#### [EXERCISE DESCRIPTION]
Print each of the following rows word for word, without changing anything.

⟨

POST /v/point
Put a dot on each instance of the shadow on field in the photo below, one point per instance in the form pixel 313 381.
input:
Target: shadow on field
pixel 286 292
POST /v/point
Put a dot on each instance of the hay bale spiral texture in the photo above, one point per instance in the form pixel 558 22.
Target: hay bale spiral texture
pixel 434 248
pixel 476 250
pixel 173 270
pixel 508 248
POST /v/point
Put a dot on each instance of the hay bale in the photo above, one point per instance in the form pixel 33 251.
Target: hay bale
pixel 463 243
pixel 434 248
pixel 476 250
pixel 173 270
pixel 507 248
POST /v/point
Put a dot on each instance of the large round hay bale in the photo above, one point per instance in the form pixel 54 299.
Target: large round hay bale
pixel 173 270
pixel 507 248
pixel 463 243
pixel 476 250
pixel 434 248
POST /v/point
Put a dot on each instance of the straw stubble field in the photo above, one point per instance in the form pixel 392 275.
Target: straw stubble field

⟩

#### [TASK RESULT]
POST /v/point
Put a dot on each instance of the shadow on field in the photo below, one point per instance in the form pixel 313 381.
input:
Target: shadow on field
pixel 286 292
POST /v/point
Put a dot on each instance of the hay bale spiral texture in the photo above, one point per instance in the form pixel 558 22.
Target: hay bale spiral texture
pixel 434 248
pixel 476 250
pixel 173 270
pixel 508 248
POST /v/point
Put a dot on each instance of the hay bale in the photo above, one point per instance in the form pixel 33 251.
Target: hay bale
pixel 463 243
pixel 434 248
pixel 476 250
pixel 173 270
pixel 507 248
POST /v/point
Put a dot on each instance of the large round hay bale in the photo above, one point per instance in the form pixel 54 299.
Target: large round hay bale
pixel 173 270
pixel 507 248
pixel 463 243
pixel 476 250
pixel 434 248
POST /v/point
Put a dot on each instance of the straw stubble field in the photo above, one point per instance in the form pixel 392 275.
Target: straw stubble field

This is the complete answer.